--- Given passage ---

════════

Computer systems revolting, loss of memory, human utterings that seem to come from lost souls….
I guess you’d better be prepared for a dark and suspenseful listening hour …

If you have listened to this mix, I’m really curious to know what you think, so please let me know!
(and please let your friends know, also… just spread the word and make these mixes heard …  thanks for your help!)

Gathering Clouds (mix)

This must be one of the darkest mixes I have created until now.
I recommend headphone listening for this mix, but also recommend to avoid late night listening – unless, of course, you know what to expect.

The atmosphere is immediately set with the first notes, with a threatening (Boduf Songs) howl , and may even get downright frightening in the end climax.
Yet, not all is dark and gloomy.
In the middle section, there are also more optimistic sounds to enjoy, some more comfortable moments. 

So: just let the Machinefabriek track (‘Stroomtoon Eén’- about 4 minutes from the start) guide you downward to a lower consciousness level – “Inception” style – and from there let your imagination do the rest….

Solaris Mindset (Mix)

Mentioning Andrej Tarkovsky’s 1972 movie Solarisas a source of inspiration has become a bit of cliche somehow. This classic movie (we’re talking the original Russian 1972 version now) has inspired numerous people, in various fields of art, in its 40 years of existence.

The sparse music soundtrack, created by Edward Artemyev, and the overall meditative ambient atmosphere has also inspired a great deal of ambient music artists.
It also inspired this mix-collage.
Referring to Solaris from a mix like this may not really be in the ‘true spirit’ of what Tarkovsky meant to achieve: he originally wanted to make the movie entirely without using music at all, and asked composer Artemyev to orchestrate the ambient sounds as a musical score. The latter proposed subtly introducing orchestral music. (source).

════════

--- Instructions to follow ---
Name every musician, musical act, or filmmaker mentioned in the post about the Gathering Clouds and Solaris Mindset mixes. The material that follows has no connection to the post about the two mixes.

--- Input data ---
════════

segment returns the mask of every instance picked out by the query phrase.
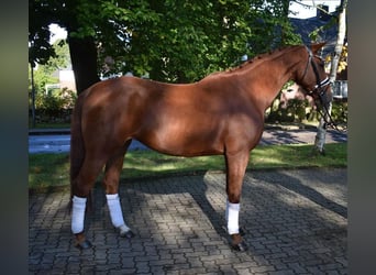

════════

--- Answer box ---
Boduf Songs, Machinefabriek, Andrej Tarkovsky, Edward Artemyev